◆ WRITTEN TASK 1 ◆
Rewrite the Cisco 837 router thread starting at "I just received" and ending at "access the dashboard.", replacing "dashboard" with "web interface".
◆ WRITTEN TASK 2 ◆
Continue the Cisco 837 router thread from the point where it stops.

# [SOLVED] Configure Cisco 837 Router



## ufodisko (Apr 29, 2013)

I just received an old cisco modem (or is it called router?) and I'm trying to enter the dashboard to configure it, no luck so far using 10.10.10.1

I downloaded HyperTerminal and followed *these instructions* to reset it to factory default. I think it went well because I didn't get any error and it went as the article said it would. However, I'm still not being able to access the dashboard.

I ran this command from the HyperTerminal


> show running-config


And I got this in return


> version 12.3
> no service pad
> service timestamps debug datetime msec
> service timestamps log datetime msec
> ...


I don't know where to go from here. Any advise?


----------



## joeten (Dec 4, 2008)

◆ RECORD SET ◆
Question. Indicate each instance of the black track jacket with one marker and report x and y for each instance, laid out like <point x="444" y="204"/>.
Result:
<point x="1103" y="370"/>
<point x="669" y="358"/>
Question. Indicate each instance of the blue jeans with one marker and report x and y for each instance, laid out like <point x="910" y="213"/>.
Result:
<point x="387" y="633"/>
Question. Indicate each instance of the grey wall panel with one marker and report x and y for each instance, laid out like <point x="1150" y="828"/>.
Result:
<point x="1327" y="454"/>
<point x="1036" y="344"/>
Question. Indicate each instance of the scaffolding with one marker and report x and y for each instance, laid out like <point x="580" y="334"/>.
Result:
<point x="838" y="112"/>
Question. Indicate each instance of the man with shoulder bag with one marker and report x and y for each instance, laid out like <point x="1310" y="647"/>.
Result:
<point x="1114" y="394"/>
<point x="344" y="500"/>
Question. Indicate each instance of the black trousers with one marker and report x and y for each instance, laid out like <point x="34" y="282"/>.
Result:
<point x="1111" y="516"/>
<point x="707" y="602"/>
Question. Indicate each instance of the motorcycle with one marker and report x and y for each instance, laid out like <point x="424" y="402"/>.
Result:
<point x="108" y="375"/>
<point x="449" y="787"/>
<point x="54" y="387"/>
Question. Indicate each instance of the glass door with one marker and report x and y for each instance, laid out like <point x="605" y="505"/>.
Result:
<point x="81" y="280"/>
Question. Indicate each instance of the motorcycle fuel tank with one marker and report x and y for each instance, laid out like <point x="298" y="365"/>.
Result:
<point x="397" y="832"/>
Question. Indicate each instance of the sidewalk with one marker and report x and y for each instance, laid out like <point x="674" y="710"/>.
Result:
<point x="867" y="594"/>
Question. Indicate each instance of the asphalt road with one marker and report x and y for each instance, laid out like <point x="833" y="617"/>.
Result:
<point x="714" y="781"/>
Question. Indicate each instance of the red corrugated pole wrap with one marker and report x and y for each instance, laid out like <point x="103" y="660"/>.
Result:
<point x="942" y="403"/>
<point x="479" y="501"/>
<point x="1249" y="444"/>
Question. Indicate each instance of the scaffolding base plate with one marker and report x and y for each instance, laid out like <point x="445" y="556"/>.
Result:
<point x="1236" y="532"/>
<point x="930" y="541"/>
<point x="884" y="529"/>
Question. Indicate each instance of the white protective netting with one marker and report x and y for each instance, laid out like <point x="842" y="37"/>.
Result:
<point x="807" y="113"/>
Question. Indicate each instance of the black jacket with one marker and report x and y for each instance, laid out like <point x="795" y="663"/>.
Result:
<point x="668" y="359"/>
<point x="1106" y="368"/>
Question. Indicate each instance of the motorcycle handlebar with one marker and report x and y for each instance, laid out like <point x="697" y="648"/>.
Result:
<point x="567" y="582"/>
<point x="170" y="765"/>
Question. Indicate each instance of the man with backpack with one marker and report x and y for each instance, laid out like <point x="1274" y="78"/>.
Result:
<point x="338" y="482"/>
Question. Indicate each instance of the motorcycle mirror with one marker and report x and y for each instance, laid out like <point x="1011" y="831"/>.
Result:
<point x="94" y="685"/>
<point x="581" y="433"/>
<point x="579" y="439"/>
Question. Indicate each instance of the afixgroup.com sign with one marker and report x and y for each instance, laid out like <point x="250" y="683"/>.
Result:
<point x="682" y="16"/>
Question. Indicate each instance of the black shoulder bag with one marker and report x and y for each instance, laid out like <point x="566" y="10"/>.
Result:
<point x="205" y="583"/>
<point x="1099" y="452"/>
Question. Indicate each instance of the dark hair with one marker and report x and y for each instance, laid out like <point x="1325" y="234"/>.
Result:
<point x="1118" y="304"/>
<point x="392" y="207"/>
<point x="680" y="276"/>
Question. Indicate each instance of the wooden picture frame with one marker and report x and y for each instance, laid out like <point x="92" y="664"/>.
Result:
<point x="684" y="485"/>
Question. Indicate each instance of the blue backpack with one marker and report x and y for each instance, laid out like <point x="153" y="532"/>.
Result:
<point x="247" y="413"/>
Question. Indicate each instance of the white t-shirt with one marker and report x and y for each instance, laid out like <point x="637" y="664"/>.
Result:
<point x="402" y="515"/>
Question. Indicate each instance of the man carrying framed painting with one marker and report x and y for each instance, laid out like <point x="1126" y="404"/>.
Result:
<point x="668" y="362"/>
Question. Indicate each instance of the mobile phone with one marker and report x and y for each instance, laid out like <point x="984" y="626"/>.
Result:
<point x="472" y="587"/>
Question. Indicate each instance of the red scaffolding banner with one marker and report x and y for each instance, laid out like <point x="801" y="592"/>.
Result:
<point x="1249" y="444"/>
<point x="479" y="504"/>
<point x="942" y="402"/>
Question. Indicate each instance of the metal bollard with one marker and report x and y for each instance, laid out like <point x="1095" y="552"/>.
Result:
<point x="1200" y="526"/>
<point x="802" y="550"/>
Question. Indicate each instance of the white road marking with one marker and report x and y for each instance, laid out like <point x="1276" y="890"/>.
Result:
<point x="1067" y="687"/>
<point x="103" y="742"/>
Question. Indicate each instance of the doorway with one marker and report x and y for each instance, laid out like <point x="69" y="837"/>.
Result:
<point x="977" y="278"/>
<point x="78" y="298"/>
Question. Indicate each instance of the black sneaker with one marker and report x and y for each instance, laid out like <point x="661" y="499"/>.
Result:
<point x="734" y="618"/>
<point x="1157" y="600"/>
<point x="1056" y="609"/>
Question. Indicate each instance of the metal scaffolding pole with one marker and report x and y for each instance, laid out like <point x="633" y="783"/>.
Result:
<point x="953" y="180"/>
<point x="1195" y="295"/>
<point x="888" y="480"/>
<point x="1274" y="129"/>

◆ WRITTEN ANSWER 1 ◆
I just received an old cisco modem (or is it called router?) and I'm trying to enter the web interface to configure it, no luck so far using 10.10.10.1

I downloaded HyperTerminal and followed *these instructions* to reset it to factory default. I think it went well because I didn't get any error and it went as the article said it would. However, I'm still not being able to access the web interface.

◆ WRITTEN ANSWER 2 ◆
*Re: Configure Cisco 837 Router*

Hi all the set up info etc should be here Cisco 837 Router and SOHO 97 Router Cabling and Setup Quick Start Guide - Cisco 837 Router and SOHO 97 Router Cabling and Setup Quick Start Guide  [Cisco 800 Series Routers] - Cisco Systems


----------



## ufodisko (Apr 29, 2013)

*Re: Configure Cisco 837 Router*



joeten said:


> Hi all the set up info etc should be here Cisco 837 Router and SOHO 97 Router Cabling and Setup Quick Start Guide - Cisco 837 Router and SOHO 97 Router Cabling and Setup Quick Start Guide* [Cisco 800 Series Routers] - Cisco Systems


I read it and I did everything the article said but to no avail.


----------



## joeten (Dec 4, 2008)

*Re: Configure Cisco 837 Router*

So you followed this exactly Cisco 837 Router and SOHO 97 Router Cabling and Setup Quick Start Guide - Cisco 837 Router and SOHO 97 Router Cabling and Setup Quick Start Guide  [Cisco 800 Series Routers] - Cisco Systems
let me see if a networking member is around


----------



## joeten (Dec 4, 2008)

*Re: Configure Cisco 837 Router*

Ok I put a call out for someone to assist you


----------



## ufodisko (Apr 29, 2013)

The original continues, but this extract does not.